WHAT IS REQUIRED: Starting with the line that contains "Where can you spot the golden" and going on through the end of the entries, write those lines out again with "spot" changed to "locate" and everything else kept the same.

Point placement entries
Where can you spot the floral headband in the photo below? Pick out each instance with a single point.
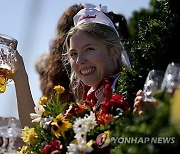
(92, 13)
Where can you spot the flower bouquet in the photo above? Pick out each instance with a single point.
(71, 127)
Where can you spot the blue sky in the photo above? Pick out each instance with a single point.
(33, 24)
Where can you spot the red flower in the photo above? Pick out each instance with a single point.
(108, 91)
(53, 147)
(116, 102)
(103, 118)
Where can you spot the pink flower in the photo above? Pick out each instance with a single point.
(109, 106)
(53, 147)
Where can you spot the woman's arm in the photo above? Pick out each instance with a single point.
(23, 92)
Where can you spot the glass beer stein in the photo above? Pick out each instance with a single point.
(7, 53)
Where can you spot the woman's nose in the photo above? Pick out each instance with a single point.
(81, 59)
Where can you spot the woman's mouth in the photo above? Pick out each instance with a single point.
(87, 71)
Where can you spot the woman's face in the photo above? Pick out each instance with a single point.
(90, 59)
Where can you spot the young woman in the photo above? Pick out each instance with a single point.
(94, 51)
(106, 62)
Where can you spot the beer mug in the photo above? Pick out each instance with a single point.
(7, 54)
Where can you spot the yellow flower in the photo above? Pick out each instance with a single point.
(29, 135)
(60, 125)
(23, 150)
(43, 100)
(59, 89)
(175, 108)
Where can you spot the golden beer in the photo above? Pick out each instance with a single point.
(7, 54)
(5, 74)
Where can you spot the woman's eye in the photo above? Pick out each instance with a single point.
(73, 54)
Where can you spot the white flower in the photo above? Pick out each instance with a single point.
(84, 148)
(37, 116)
(81, 137)
(79, 148)
(73, 149)
(69, 109)
(90, 121)
(79, 125)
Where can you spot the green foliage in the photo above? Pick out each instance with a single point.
(155, 35)
(128, 84)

TASK OUTPUT:
Where can you locate the golden beer in the photo above? Pick out each instance with a single point.
(7, 54)
(5, 74)
Where can you locate the woman's eye in the photo above? Pick out each instance with a single point.
(73, 54)
Where can you locate the white flower in the photo above? Pick out each instance with a single point.
(84, 148)
(37, 116)
(81, 137)
(79, 148)
(73, 149)
(69, 109)
(90, 121)
(79, 125)
Where can you locate the green foliage in the photo above? Pick out each instance with a single point.
(155, 35)
(128, 84)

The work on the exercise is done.